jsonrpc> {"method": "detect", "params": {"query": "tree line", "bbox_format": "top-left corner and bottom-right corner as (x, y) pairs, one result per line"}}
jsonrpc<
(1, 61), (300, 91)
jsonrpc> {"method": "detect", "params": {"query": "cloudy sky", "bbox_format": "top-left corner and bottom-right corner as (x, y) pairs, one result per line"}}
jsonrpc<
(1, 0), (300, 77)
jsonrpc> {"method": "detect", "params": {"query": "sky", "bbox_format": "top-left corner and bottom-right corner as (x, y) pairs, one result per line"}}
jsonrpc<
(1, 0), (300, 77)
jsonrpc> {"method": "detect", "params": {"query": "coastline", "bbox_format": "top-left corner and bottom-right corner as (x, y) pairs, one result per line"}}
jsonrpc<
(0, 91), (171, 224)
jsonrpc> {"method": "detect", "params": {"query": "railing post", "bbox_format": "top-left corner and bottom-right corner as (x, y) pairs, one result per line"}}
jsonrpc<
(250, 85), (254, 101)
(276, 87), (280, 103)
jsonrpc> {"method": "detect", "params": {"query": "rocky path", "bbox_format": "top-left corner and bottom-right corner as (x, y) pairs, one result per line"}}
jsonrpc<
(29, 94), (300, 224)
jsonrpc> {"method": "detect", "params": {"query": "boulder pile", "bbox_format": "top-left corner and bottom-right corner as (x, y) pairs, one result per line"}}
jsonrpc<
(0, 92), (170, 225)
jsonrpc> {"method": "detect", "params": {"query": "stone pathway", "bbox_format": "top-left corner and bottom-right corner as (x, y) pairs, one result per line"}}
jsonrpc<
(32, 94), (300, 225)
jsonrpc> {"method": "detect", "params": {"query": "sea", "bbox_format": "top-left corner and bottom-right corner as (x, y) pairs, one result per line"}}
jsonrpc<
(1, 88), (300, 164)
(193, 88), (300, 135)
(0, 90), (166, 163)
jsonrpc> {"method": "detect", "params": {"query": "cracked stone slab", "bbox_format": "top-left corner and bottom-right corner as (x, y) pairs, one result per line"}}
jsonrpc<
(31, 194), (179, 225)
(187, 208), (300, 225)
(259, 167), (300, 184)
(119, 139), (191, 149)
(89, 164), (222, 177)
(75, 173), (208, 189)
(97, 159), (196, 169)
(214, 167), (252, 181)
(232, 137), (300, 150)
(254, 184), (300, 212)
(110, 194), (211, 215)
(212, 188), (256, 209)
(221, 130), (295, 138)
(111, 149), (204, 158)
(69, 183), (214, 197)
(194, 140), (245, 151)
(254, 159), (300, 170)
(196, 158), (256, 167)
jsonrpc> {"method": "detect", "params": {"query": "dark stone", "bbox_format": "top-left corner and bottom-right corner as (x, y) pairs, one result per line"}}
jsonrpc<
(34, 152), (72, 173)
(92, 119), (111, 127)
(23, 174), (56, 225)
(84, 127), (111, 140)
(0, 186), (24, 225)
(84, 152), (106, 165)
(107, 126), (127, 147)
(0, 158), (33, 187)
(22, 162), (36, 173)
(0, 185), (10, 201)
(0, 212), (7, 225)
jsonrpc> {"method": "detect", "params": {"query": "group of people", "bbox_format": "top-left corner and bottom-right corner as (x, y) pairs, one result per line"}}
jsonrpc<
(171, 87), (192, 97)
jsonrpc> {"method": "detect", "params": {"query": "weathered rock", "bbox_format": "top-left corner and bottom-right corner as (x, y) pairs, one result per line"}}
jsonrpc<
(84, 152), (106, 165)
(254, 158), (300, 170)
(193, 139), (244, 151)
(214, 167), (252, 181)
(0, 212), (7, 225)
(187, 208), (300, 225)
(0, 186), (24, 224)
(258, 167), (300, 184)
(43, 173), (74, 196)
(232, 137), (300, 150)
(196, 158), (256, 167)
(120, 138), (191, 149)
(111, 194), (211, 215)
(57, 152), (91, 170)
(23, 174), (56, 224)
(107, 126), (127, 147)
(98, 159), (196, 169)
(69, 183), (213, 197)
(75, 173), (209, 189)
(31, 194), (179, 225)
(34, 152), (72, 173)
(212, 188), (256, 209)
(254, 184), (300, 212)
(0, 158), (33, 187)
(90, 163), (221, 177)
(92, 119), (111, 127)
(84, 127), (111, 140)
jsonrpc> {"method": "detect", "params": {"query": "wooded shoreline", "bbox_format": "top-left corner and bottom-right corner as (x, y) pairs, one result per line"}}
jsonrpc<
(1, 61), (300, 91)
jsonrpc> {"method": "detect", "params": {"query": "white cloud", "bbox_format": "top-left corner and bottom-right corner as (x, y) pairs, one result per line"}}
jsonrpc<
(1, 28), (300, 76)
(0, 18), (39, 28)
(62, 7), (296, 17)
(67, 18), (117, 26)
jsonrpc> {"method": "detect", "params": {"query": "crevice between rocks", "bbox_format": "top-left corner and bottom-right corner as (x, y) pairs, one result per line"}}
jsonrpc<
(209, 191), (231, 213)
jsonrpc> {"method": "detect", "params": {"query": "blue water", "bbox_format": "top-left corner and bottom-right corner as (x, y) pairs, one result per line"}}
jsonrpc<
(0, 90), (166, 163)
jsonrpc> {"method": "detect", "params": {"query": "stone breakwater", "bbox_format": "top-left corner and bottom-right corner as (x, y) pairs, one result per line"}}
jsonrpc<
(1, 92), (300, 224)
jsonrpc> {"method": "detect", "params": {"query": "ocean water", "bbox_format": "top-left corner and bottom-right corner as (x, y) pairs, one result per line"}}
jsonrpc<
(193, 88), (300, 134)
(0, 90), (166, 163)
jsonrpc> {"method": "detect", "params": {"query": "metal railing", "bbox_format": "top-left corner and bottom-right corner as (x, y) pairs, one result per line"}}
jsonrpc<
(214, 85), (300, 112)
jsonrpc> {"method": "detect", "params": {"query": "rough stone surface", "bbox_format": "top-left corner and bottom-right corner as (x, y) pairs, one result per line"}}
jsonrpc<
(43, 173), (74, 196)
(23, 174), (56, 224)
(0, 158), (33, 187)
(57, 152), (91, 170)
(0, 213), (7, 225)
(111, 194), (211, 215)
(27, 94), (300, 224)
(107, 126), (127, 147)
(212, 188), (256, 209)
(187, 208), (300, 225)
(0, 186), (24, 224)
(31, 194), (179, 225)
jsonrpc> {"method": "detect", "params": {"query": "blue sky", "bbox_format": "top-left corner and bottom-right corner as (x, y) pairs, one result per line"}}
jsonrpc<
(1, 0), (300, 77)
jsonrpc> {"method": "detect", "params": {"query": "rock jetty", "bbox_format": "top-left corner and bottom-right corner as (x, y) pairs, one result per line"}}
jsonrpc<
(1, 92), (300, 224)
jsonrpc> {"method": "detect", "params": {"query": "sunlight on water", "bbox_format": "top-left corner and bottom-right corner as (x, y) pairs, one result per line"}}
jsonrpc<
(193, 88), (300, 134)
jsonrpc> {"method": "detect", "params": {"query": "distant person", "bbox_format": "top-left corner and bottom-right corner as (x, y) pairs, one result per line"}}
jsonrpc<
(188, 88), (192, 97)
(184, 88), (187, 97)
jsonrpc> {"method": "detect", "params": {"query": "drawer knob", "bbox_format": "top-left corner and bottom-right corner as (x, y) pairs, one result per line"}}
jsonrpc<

..............................

WHAT THIS TASK INVOLVES:
The expected result is a copy of each line in the records where "blue" appears.

RESULT:
jsonrpc> {"method": "detect", "params": {"query": "blue water", "bbox_format": "top-left corner and bottom-right corner as (x, y) pairs, one result per line"}}
jsonrpc> {"method": "detect", "params": {"query": "blue sky", "bbox_format": "top-left corner and bottom-right corner as (x, y) pairs, one result per line"}}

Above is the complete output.